● What is being asked:
From the data, copy out every line in which the word "white" appears.

● Dataset entries:
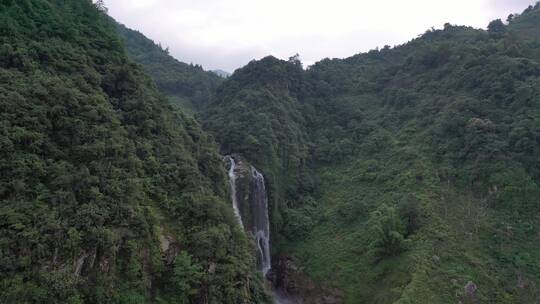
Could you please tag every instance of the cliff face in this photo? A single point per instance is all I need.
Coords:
(108, 195)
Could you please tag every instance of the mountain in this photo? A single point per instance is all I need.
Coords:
(188, 86)
(401, 175)
(108, 194)
(222, 73)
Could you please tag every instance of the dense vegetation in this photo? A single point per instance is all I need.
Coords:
(402, 175)
(187, 85)
(108, 195)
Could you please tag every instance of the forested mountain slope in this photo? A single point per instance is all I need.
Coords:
(187, 86)
(108, 195)
(403, 175)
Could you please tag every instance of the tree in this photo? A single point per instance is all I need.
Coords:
(100, 4)
(388, 232)
(496, 27)
(185, 278)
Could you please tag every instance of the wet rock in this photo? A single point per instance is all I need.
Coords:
(288, 280)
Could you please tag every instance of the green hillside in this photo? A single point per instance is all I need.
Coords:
(188, 86)
(108, 195)
(404, 174)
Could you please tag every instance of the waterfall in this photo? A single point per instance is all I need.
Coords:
(261, 222)
(254, 218)
(232, 183)
(248, 193)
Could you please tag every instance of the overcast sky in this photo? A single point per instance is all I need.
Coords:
(227, 34)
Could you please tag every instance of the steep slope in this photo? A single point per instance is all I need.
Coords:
(107, 194)
(187, 86)
(256, 113)
(421, 173)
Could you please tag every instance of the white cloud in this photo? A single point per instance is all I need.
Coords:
(227, 34)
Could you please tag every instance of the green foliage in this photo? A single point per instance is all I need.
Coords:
(431, 146)
(185, 278)
(388, 231)
(188, 86)
(98, 168)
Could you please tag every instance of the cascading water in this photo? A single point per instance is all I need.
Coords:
(232, 183)
(248, 193)
(261, 222)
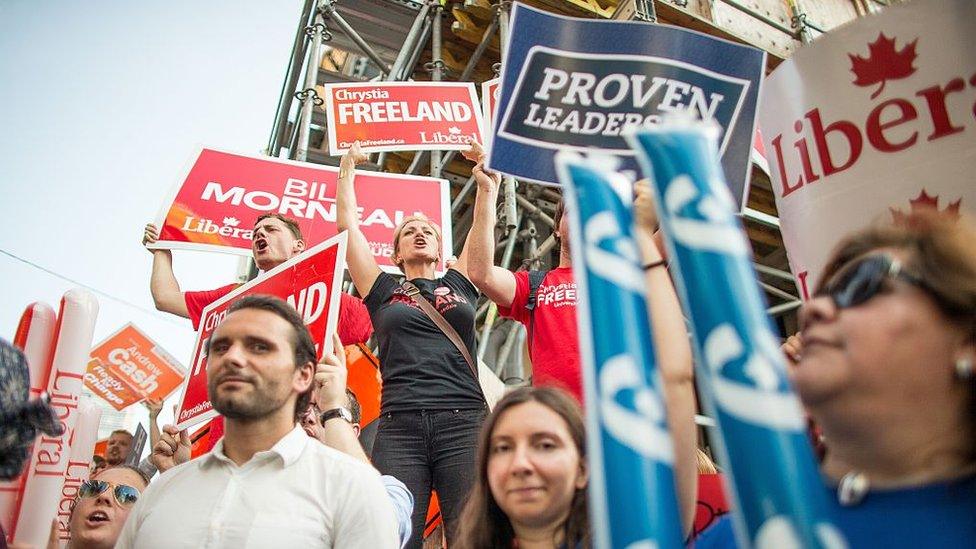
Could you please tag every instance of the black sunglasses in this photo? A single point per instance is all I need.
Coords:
(125, 495)
(859, 281)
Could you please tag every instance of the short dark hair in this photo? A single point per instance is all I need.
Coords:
(354, 407)
(289, 222)
(301, 340)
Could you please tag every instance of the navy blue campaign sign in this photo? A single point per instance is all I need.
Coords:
(630, 454)
(575, 84)
(775, 483)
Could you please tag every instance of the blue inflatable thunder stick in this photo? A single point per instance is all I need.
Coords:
(630, 454)
(774, 480)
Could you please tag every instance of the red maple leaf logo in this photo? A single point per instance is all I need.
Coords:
(925, 202)
(883, 63)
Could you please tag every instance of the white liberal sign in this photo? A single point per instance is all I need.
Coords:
(871, 121)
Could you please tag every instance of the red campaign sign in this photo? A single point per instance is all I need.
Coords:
(489, 101)
(402, 116)
(214, 205)
(309, 282)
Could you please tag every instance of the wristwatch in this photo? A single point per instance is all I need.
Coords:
(341, 412)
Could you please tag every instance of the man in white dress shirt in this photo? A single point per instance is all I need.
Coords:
(266, 483)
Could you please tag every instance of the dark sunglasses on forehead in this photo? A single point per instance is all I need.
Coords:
(125, 495)
(860, 280)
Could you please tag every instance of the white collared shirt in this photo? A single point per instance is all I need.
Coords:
(297, 494)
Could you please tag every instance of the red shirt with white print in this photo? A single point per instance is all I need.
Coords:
(554, 347)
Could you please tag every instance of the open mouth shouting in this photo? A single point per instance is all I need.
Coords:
(96, 518)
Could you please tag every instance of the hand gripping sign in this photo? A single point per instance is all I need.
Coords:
(575, 84)
(631, 491)
(128, 367)
(490, 89)
(214, 205)
(775, 483)
(309, 282)
(402, 116)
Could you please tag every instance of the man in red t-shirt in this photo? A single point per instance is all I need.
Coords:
(553, 336)
(276, 239)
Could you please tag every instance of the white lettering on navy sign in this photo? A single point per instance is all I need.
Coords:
(767, 401)
(579, 101)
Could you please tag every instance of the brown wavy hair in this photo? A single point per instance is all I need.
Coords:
(483, 524)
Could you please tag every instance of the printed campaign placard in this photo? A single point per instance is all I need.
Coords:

● Final answer:
Could you please tag every instance of the white cloud in this photo? A single point per instance is all I need.
Could you please tag every instance of the white liberal sign in this photo? A single point per instance is all I need.
Could you please tag every instance of the man in white dress shirt in this photo? A single point per instance is all I need.
Could you please tag every instance of the white collared shirt in this photo? A single point per instance is all I need.
Could you please tag every instance of the red shirt with white print in this photo? A single point per instance is all I need.
Could you please tag every instance of the white lettering on navy sign in this photo? A single point per instance is all I need.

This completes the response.